Les 3 défis du nouveau secteur de l’impact social
Le cabinet d’avocats McMillan et le cabinet comptable Richter visent la certification BCorp, un sceau qui atteste qu’une entreprise accorde autant d’importance à son impact social et environnemental qu’à son impact financier. Il existe 1 713 organisations certifiées B Corp, dont une dizaine au Québec.
Ce mouvement ne cesse de croître. Ajoutons les entreprises qui comptent sur un service ou un directeur de la responsabilité sociale. Ajoutons aussi les entreprises sociales, cette forme émergente d’organisations créées dans le seul but de résoudre un problème social ou environnemental.
C’est clair : le secteur privé veut élargir son carré de sable. Il explore d’autres formes d’impacts, en plus de l’impact financier. Ses motivations : satisfaire les aspirations de ses jeunes employés des générations Y et Z et réagir à la pression de la communauté, et même de certains actionnaires.
La philanthropie aussi évolue. Poussées par le désengagement de l’État, la concurrence du secteur privé, les nouveaux besoins des bénéficiaires et une nouvelle génération de dirigeants aux commandes, les fondations se perçoivent moins comme de purs donateurs. Centraide, par exemple, se définit maintenant comme un « investisseur social ». Ici aussi, il est question d’impact.
Ce mélange des genres a ses défis. Si tout le monde se mêle de développement social, quel sera le rôle du secteur social traditionnel ? Et comment éviter le socioblanchiment ? Peut-on rassembler les « Inc. » et les OBNL autour d’un but commun, soit l’impact social ?
-=-=-=-=-
Consignes de l'exercice -
(A) Extrayez chaque ligne des entrées qui contient la chaîne « clasped ».
(B) Rédigez la suite du texte sur le secteur de l'impact social, à partir de sa dernière phrase.
-=-=-=-=-
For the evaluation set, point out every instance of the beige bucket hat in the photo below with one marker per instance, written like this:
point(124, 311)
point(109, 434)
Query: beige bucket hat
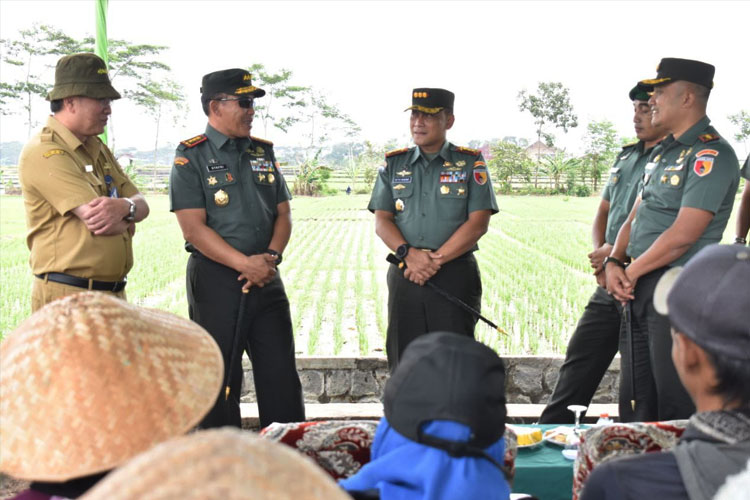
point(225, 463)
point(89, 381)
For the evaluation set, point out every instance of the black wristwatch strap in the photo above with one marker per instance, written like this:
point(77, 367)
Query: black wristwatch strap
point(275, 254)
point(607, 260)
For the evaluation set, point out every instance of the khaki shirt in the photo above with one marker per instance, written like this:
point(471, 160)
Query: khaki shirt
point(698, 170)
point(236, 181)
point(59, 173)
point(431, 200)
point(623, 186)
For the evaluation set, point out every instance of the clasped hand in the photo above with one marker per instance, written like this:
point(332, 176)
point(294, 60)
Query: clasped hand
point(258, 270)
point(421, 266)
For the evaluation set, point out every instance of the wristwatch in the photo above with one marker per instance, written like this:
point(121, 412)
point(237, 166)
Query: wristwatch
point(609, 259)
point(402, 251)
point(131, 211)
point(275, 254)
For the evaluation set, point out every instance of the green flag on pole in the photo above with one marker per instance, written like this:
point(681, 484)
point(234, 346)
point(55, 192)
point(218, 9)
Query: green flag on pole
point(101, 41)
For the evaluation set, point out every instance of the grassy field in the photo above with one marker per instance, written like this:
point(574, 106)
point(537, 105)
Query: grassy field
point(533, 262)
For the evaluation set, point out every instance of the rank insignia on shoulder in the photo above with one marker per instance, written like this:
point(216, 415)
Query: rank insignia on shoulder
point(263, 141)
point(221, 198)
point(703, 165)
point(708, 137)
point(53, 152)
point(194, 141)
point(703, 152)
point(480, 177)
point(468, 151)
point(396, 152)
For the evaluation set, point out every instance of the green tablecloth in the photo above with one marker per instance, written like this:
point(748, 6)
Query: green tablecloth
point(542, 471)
-=-=-=-=-
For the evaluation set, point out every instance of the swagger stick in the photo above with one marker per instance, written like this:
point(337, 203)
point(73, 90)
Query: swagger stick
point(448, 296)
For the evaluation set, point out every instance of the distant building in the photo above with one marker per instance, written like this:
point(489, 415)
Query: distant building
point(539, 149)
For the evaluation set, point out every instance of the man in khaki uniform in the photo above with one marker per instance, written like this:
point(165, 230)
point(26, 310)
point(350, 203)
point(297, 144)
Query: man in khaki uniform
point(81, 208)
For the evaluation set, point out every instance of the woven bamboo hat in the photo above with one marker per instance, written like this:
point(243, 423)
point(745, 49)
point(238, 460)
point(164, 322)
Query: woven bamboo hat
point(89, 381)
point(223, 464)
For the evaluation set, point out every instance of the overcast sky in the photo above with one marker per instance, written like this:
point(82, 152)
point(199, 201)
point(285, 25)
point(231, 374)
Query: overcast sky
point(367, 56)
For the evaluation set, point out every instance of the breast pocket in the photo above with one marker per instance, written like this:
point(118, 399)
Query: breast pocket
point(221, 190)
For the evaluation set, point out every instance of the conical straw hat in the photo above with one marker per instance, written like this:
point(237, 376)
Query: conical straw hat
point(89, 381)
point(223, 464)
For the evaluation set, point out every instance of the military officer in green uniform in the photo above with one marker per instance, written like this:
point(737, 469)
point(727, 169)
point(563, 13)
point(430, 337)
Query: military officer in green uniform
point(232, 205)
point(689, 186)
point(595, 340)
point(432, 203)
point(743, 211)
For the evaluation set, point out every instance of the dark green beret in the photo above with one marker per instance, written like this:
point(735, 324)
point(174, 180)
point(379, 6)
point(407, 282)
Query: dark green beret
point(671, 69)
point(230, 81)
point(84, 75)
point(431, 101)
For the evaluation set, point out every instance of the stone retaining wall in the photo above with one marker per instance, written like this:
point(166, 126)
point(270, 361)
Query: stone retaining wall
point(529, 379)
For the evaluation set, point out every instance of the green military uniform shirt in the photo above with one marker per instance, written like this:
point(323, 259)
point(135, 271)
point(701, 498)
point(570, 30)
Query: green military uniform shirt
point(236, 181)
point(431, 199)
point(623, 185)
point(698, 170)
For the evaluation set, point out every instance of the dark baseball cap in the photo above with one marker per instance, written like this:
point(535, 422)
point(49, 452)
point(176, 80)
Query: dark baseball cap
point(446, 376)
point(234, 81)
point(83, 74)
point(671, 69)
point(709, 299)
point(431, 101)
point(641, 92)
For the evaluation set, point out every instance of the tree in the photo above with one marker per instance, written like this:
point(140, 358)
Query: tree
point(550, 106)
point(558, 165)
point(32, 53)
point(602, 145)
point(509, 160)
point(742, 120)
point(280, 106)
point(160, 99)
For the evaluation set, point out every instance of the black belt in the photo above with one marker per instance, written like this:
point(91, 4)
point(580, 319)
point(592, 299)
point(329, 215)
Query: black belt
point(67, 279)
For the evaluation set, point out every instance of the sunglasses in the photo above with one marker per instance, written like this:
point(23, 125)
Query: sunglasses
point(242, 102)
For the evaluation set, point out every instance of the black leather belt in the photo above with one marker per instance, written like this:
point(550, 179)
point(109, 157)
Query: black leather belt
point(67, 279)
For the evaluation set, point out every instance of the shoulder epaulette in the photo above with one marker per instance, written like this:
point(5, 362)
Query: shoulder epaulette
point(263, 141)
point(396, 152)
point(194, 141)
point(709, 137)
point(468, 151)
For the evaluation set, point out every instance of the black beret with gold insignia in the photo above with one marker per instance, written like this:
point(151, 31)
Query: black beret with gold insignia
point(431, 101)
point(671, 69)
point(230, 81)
-=-=-=-=-
Résultats -
(A)
For the evaluation set, point out every instance of the clasped hand in the photo above with one marker per instance, written like this:
Query: clasped hand

(B)
Des conférences entendues au Skoll World Forum, nous avons retenu trois défis pour le secteur émergent de l’impact social. Et nous avons demandé à trois acteurs clés de l’écosystème social québécois comment ces défis se concrétisent au Québec. Ce sont Natalie Voland, pdg de Gestion immobilière Quo Vadis, une B Corp, et fondatrice du laboratoire d’innovation sociale Salon 1861; JeanMartin Aussant, directeur général du Chantier de l’économie sociale, qui depuis 1999 supervise les initiatives québécoises d’économie sociale et solidaire; et Samuel Gervais, directeur et cofondateur de l’Esplanade, le premier espace collaboratif et accélérateur consacré à l’entrepreneuriat social et à l’innovation sociale au Québec.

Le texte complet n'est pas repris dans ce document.